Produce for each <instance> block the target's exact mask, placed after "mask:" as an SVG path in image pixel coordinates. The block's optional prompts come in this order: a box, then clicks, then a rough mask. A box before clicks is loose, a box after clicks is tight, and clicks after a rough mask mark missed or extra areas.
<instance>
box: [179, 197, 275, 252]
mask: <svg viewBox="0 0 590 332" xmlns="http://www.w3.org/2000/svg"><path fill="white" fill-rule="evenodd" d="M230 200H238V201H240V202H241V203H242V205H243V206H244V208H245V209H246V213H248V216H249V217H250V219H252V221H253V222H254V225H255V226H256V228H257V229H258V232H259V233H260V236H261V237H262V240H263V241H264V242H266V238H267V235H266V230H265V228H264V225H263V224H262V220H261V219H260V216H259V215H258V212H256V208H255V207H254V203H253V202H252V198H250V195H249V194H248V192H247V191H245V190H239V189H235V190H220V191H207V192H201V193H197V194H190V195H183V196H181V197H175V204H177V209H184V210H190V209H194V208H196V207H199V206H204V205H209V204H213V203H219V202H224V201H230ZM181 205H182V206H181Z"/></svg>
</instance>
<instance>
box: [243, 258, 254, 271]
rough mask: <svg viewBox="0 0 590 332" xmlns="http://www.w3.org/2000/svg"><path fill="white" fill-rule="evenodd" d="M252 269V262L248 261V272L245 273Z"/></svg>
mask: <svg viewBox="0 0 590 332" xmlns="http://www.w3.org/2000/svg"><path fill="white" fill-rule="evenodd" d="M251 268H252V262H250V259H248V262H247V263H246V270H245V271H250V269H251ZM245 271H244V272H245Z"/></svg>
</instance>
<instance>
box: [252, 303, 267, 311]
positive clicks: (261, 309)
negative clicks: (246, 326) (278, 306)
# # # #
Your objective - The whole listing above needs to be reproduced exactly.

Expected answer -
Produce for each <instance> block the target's exact mask, placed after "mask:" as an SVG path in image pixel coordinates. The block's optional prompts come in this order: a box, then clicks, then a rough mask. A box before clicks is loose, a box after clicks is tight, and clicks after a rough mask mark missed or extra areas.
<instance>
box: [179, 197, 275, 252]
mask: <svg viewBox="0 0 590 332" xmlns="http://www.w3.org/2000/svg"><path fill="white" fill-rule="evenodd" d="M230 200H238V201H240V202H241V203H242V205H243V206H244V208H245V209H246V213H248V216H249V217H250V219H252V221H253V222H254V225H255V226H256V228H257V229H258V232H259V233H260V236H261V237H262V240H263V241H264V242H266V238H267V235H266V230H265V228H264V225H263V224H262V220H261V219H260V216H259V215H258V212H256V208H255V207H254V203H253V202H252V198H250V195H249V194H248V192H247V191H245V190H239V189H235V190H220V191H207V192H201V193H197V194H190V195H183V196H181V197H175V204H177V209H184V210H190V209H194V208H196V207H199V206H204V205H209V204H213V203H219V202H224V201H230ZM181 205H182V206H181Z"/></svg>
</instance>
<instance>
box: [243, 258, 254, 271]
rough mask: <svg viewBox="0 0 590 332" xmlns="http://www.w3.org/2000/svg"><path fill="white" fill-rule="evenodd" d="M252 269V262L248 261V272L245 273Z"/></svg>
mask: <svg viewBox="0 0 590 332" xmlns="http://www.w3.org/2000/svg"><path fill="white" fill-rule="evenodd" d="M251 268H252V262H250V259H248V262H247V263H246V270H245V271H250V269H251ZM245 271H244V272H245Z"/></svg>
</instance>
<instance>
box: [252, 303, 267, 311]
positive clicks: (261, 309)
negative clicks: (246, 326) (278, 306)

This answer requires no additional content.